### Task details
From the line containing "Where can you spot the palapa" down to the last line of the material, return those lines verbatim and only those.

### Dataset records
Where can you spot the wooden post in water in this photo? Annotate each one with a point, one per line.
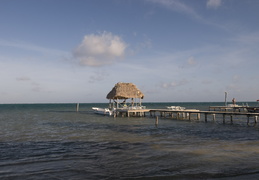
(231, 119)
(214, 117)
(77, 107)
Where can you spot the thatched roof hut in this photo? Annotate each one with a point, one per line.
(125, 91)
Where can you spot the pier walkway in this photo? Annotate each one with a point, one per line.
(186, 114)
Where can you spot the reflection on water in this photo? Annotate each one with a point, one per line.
(55, 142)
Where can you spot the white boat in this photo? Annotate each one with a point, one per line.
(102, 111)
(254, 109)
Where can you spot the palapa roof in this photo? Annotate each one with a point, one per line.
(125, 91)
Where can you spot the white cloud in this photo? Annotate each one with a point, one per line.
(99, 50)
(177, 6)
(23, 78)
(213, 4)
(191, 61)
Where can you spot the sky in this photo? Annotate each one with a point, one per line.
(67, 51)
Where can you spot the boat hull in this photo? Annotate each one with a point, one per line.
(253, 109)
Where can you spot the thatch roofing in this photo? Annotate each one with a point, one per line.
(124, 91)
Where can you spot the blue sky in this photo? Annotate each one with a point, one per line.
(66, 51)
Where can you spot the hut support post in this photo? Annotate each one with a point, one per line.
(214, 117)
(231, 119)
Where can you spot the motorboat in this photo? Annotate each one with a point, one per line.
(102, 111)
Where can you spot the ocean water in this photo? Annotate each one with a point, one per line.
(53, 141)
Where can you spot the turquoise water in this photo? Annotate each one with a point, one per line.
(53, 141)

### Answer for this exercise
Where can you spot the palapa roof in this photo? Annotate each one with a point, one per line.
(125, 91)
Where can you spot the white cloud in this photo? Annotate each one with a point, one per line.
(99, 50)
(177, 6)
(23, 78)
(213, 4)
(191, 61)
Where can you spot the sky in this photo? Annotate each one with a point, one per line.
(67, 51)
Where can you spot the boat hull in this photo? Annotate each one with a point, one per line.
(253, 109)
Where can you spot the thatch roofing in this photo? Annotate each one with a point, one per line.
(124, 91)
Where can you spot the blue sky in this photo? Annotate each one with a point, one per line.
(66, 51)
Where can you spot the hut support post in this photo? Annotate each one with a point, one per line.
(214, 117)
(231, 119)
Where can you spot the motorboat in this photo? Annotate each one with a point, one per line.
(102, 111)
Where can you spot the ocean water in this photo? Annotate each one with a point, one per line.
(53, 141)
Where can you spot the turquoise water in this photo? Annotate each one with a point, one per line.
(53, 141)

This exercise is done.